*** Opening Listed entries ***
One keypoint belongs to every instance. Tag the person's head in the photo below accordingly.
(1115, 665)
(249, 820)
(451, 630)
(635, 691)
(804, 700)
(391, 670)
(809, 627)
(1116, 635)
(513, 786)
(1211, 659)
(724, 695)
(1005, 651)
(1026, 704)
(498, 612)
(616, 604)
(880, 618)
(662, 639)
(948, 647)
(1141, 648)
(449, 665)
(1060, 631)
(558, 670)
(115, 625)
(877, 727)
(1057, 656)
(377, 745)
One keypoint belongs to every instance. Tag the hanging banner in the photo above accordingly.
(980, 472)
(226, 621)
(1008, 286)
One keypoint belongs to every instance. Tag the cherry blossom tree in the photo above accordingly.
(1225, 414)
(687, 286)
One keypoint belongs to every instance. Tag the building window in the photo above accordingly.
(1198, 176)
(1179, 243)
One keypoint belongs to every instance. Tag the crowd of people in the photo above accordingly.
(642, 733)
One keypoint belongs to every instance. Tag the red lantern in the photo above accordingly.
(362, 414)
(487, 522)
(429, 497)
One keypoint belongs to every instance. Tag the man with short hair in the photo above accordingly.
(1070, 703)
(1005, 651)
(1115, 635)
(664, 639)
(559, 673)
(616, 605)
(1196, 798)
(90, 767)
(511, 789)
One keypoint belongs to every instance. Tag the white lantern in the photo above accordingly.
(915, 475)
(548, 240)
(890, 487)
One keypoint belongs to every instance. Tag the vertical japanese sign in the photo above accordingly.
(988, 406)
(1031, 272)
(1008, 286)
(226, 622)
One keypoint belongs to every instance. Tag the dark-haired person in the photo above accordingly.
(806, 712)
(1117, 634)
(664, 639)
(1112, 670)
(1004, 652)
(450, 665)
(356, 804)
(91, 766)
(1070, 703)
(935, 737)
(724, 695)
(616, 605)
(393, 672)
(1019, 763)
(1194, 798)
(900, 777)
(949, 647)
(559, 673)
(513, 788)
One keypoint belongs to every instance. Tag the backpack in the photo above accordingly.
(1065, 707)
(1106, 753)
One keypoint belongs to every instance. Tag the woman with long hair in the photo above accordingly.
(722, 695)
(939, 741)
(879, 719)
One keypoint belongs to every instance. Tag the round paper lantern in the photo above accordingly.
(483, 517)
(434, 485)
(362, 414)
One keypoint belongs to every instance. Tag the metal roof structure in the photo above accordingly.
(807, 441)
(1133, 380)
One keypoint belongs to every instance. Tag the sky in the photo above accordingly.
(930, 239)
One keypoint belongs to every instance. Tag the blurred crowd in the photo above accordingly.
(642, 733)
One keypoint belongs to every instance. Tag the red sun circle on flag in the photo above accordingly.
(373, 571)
*** Closing Listed entries ***
Description of the task →
Please output the entries above, every line exactly as it reads.

Result of the task →
One keypoint belongs to every instance. Tag the person's head in the photo below accordingly.
(1115, 665)
(249, 820)
(451, 630)
(635, 691)
(804, 700)
(391, 670)
(809, 627)
(1116, 635)
(513, 786)
(1211, 659)
(724, 695)
(1005, 651)
(1026, 704)
(498, 612)
(616, 604)
(880, 618)
(662, 639)
(948, 647)
(1141, 648)
(449, 665)
(1060, 631)
(558, 670)
(115, 625)
(877, 727)
(1057, 656)
(377, 745)
One keypoint belongs to every instance. Tag the hanging banner in the photo above accordingly.
(980, 472)
(226, 621)
(1008, 286)
One keypoint belongs to every instance. Tag the cherry blossom tree in the photo above accordingly.
(1225, 414)
(687, 286)
One keypoint belongs to every instance. Tag the building window in the photo above accordingly.
(1198, 176)
(1179, 243)
One keypoint belongs to every instance. Tag the crowd of people in the photo above accordingly.
(642, 733)
One keypoint belongs to every instance. Tag the red lantern in the photo above accordingly.
(362, 414)
(487, 522)
(429, 497)
One keypoint belongs to every instance. Tag the man with short hair in the photo above accordingly.
(1070, 703)
(1005, 651)
(1115, 635)
(664, 639)
(559, 673)
(616, 605)
(1196, 798)
(90, 767)
(511, 789)
One keypoint belongs to every instance. Tag the white lantern in the photo above accordingly.
(915, 475)
(548, 240)
(890, 487)
One keypoint belongs to every instance. Tag the vertical japanese sign in the photo above accordingly.
(988, 406)
(1031, 272)
(1008, 286)
(226, 622)
One keypoint belongs to every instance. Tag the dark-haired person in the photo above accordingly.
(806, 712)
(1117, 634)
(664, 639)
(1112, 670)
(1004, 652)
(450, 665)
(356, 804)
(91, 766)
(1070, 703)
(935, 737)
(724, 695)
(616, 605)
(393, 672)
(1019, 763)
(1194, 798)
(900, 777)
(949, 647)
(559, 673)
(513, 788)
One keypoint belongs to every instance. Tag the backpack in the photo above accordingly.
(1065, 707)
(1106, 753)
One keypoint belongs to every instance. Tag the woman with long hair in the photo above accordingly.
(722, 695)
(939, 741)
(879, 719)
One keypoint belongs to every instance. Tag the round paper lantern in the photo above accordingly.
(483, 517)
(434, 485)
(362, 414)
One keypoint belongs to every instance. Tag the metal roof structure in the photo above accordingly.
(807, 441)
(1133, 380)
One keypoint belongs to every instance. Tag the sky in the photo above accordingly.
(930, 239)
One keypoint belongs to every instance. Tag the blurred crowd in the photo above accordingly.
(642, 733)
One keypoint belongs to every instance. Tag the red sun circle on flag in the photo above accordingly.
(373, 571)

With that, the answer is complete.